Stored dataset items
........
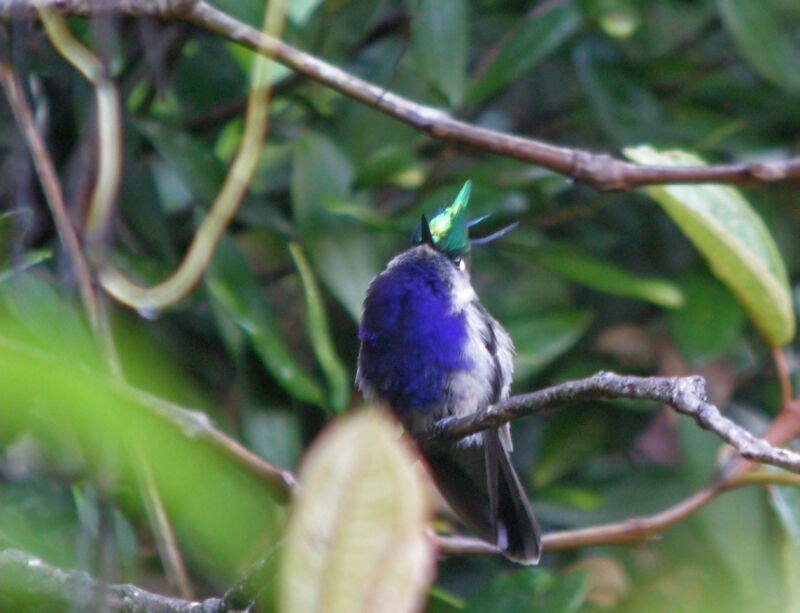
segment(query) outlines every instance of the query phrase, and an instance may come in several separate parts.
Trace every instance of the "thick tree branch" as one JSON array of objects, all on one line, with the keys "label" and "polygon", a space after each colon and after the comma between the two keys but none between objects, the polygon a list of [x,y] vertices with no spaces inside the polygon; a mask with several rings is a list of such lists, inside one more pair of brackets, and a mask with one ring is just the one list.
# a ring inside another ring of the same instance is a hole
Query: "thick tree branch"
[{"label": "thick tree branch", "polygon": [[513,396],[490,407],[485,413],[443,419],[436,424],[431,442],[463,438],[577,400],[613,398],[636,398],[668,404],[678,413],[694,419],[701,428],[714,432],[733,445],[744,458],[800,472],[800,454],[773,447],[724,417],[717,407],[706,402],[705,379],[698,376],[634,377],[599,372],[586,379]]},{"label": "thick tree branch", "polygon": [[[417,104],[328,64],[309,53],[265,35],[203,0],[42,0],[62,14],[97,12],[183,19],[200,28],[255,49],[345,96],[390,115],[433,138],[476,147],[544,166],[599,190],[629,190],[662,183],[778,183],[800,179],[800,158],[695,167],[640,166],[604,153],[559,147],[531,138],[488,130],[451,117],[441,109]],[[0,0],[0,19],[31,16],[32,0]]]}]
........
● **SHORT EXERCISE**: Copy out every line of the listing above word for word, but omit the pictures.

● **TASK RESULT**:
segment(query) outlines every instance of the query phrase, and an instance may come in several separate parts.
Trace every instance of the "thick tree branch" as one JSON array of objects, all on one line, with the keys "label" and "polygon", a space after each colon and after the comma between the two keys but none between objects, the polygon a list of [x,y] vertices with no spaces inside the polygon; a mask with several rings is a list of such lists, inside one more pair of brackets, and a mask with one ring is just the one list.
# a ring inside another ring of the same instance is a hole
Query: "thick tree branch"
[{"label": "thick tree branch", "polygon": [[513,396],[490,407],[485,413],[443,419],[436,424],[431,442],[463,438],[577,400],[613,398],[636,398],[668,404],[678,413],[694,419],[701,428],[714,432],[733,445],[744,458],[800,472],[800,454],[773,447],[724,417],[717,407],[706,402],[705,379],[698,376],[634,377],[599,372],[586,379]]},{"label": "thick tree branch", "polygon": [[[417,104],[328,64],[309,53],[265,35],[203,0],[42,0],[62,14],[97,12],[183,19],[200,28],[255,49],[345,96],[390,115],[433,138],[476,147],[544,166],[599,190],[629,190],[662,183],[778,183],[800,179],[800,158],[695,167],[640,166],[604,153],[559,147],[531,138],[488,130],[451,117],[441,109]],[[0,0],[0,19],[31,16],[32,0]]]}]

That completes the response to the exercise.